What the task asks: Only one stretch of the listing below is wanted: the line with "In this picture, where can the boy be" and all lines after it. Reproduce that stretch exactly.

Dataset records:
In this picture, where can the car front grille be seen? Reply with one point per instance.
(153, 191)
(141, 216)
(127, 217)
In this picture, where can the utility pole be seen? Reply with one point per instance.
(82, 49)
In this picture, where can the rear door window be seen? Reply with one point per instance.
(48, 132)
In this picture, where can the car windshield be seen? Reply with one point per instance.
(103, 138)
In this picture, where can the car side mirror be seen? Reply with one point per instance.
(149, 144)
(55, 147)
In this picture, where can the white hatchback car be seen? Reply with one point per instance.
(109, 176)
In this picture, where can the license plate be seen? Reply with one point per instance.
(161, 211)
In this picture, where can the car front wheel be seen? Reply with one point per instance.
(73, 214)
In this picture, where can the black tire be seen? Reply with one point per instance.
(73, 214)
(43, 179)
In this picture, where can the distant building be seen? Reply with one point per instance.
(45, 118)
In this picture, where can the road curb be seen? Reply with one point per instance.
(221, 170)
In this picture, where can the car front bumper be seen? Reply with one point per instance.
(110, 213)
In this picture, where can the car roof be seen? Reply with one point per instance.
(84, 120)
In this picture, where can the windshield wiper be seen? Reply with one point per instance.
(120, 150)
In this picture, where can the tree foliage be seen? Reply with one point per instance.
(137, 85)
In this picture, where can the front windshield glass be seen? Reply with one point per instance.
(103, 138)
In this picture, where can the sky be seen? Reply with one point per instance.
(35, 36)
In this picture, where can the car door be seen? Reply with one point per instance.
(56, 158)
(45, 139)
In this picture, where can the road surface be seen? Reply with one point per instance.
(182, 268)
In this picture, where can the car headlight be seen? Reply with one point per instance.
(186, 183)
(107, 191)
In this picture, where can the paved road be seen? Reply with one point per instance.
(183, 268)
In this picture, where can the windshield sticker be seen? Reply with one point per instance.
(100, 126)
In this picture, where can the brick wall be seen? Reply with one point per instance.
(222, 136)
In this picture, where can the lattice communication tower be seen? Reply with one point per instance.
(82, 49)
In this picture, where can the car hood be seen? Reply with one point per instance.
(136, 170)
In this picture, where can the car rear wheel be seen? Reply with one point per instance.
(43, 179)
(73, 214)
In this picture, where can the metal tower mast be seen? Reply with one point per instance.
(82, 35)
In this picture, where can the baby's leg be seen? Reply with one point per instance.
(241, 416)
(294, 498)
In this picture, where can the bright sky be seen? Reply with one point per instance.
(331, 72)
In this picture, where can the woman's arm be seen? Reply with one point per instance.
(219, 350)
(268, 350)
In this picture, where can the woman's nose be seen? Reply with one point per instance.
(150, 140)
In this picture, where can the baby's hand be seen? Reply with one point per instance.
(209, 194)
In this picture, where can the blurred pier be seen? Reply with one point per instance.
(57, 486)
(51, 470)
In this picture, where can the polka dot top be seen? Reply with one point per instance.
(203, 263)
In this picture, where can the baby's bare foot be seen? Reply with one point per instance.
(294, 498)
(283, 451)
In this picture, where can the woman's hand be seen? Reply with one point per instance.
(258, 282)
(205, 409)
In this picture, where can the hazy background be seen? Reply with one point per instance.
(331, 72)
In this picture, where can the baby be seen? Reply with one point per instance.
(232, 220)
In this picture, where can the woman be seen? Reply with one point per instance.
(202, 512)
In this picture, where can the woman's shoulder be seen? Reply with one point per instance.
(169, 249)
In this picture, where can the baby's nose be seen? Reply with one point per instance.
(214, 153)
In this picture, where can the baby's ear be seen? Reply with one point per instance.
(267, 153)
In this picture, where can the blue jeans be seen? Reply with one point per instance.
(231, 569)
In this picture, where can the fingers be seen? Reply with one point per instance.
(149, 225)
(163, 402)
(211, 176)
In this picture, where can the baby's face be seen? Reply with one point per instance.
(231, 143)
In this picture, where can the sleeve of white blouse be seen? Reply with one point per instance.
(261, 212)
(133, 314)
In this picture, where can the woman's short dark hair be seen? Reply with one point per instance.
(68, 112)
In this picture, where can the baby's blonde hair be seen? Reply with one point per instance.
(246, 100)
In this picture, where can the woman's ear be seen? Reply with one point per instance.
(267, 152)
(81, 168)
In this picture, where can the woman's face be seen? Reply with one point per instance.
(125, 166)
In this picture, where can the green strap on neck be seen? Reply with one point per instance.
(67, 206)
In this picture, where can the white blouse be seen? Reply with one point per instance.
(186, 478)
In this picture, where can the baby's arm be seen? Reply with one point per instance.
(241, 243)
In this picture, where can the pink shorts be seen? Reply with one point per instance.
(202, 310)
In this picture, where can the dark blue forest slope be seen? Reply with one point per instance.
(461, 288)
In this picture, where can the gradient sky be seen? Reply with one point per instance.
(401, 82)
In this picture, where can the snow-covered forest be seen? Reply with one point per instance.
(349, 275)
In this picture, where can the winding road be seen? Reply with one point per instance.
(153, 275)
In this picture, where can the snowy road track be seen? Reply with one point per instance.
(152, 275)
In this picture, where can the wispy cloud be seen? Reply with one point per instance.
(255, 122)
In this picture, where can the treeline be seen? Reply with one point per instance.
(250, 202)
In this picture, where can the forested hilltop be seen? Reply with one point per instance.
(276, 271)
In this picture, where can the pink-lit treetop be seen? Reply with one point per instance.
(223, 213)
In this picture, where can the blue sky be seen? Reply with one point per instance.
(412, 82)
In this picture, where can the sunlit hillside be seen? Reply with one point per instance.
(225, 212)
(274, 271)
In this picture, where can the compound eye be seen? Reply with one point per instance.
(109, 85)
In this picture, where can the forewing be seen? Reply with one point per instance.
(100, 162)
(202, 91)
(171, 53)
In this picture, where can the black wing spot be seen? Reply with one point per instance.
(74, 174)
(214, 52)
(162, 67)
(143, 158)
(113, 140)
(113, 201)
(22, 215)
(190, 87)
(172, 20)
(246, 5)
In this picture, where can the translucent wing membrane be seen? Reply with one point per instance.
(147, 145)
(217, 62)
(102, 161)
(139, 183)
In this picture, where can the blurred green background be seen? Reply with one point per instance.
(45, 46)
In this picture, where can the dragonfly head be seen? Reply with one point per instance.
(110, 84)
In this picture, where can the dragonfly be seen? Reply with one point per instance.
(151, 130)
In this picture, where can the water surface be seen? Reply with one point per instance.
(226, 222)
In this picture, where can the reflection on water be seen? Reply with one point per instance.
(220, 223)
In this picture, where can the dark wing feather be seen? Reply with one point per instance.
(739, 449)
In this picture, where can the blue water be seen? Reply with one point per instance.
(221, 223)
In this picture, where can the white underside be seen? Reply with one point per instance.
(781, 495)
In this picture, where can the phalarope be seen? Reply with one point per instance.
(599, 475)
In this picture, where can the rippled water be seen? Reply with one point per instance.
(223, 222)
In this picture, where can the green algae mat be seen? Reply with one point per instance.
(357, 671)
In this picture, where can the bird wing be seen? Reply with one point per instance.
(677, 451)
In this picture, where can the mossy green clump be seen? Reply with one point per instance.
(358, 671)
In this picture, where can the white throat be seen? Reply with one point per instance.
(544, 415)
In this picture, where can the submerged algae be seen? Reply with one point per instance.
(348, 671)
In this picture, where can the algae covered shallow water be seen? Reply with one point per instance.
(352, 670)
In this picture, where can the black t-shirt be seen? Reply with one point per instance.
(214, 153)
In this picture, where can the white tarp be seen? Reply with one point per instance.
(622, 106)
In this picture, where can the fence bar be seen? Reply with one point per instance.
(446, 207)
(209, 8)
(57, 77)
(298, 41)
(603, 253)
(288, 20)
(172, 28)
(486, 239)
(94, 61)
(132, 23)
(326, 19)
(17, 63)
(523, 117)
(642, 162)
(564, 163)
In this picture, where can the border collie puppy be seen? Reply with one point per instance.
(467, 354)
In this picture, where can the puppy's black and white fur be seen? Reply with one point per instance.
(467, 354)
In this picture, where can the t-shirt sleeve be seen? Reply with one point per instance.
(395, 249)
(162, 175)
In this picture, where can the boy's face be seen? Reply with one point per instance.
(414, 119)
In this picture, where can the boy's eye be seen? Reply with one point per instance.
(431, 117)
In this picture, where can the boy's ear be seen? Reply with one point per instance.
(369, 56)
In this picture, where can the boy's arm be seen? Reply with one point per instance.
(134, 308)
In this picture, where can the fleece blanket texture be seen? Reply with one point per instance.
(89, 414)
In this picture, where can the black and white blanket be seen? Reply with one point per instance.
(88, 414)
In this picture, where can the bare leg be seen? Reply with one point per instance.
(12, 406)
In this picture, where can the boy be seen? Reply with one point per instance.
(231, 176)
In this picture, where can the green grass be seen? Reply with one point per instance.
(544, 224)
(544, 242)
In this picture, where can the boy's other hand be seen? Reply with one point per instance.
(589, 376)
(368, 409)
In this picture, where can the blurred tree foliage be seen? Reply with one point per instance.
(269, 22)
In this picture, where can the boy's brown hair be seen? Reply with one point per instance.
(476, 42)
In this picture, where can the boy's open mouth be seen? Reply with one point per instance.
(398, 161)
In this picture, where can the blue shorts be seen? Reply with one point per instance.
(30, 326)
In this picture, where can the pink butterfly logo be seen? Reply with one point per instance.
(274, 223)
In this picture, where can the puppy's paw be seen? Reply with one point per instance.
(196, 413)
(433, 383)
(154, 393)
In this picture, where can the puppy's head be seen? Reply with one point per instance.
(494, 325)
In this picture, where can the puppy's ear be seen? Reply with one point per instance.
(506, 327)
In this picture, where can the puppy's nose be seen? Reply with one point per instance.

Your response:
In this picture, where can the boy be seen? Reply with one point per instance.
(231, 176)
In this picture, where can the green grass be seen? Reply with one point per instance.
(544, 224)
(544, 242)
In this picture, where can the boy's other hand be seen? Reply with one point per instance.
(589, 376)
(368, 409)
In this picture, where can the blurred tree foliage be seen? Reply with one point per instance.
(269, 22)
In this picture, where can the boy's brown hair be seen? Reply with one point per instance.
(476, 42)
In this picture, where can the boy's open mouth be seen? Reply with one point per instance.
(398, 161)
In this picture, where can the blue shorts be seen? Reply with one point per instance.
(30, 326)
In this picture, where can the pink butterfly logo be seen? Reply with one point per instance.
(274, 223)
In this picture, where can the puppy's paw be seen? Reply with one point per instance.
(196, 413)
(433, 383)
(154, 393)
In this picture, where can the puppy's head be seen? Reply with one point per instance.
(494, 325)
In this picture, where can the puppy's ear be seen? Reply with one point per instance.
(506, 327)
In this picture, where can the puppy's nose be seen? Reply with one point per instance.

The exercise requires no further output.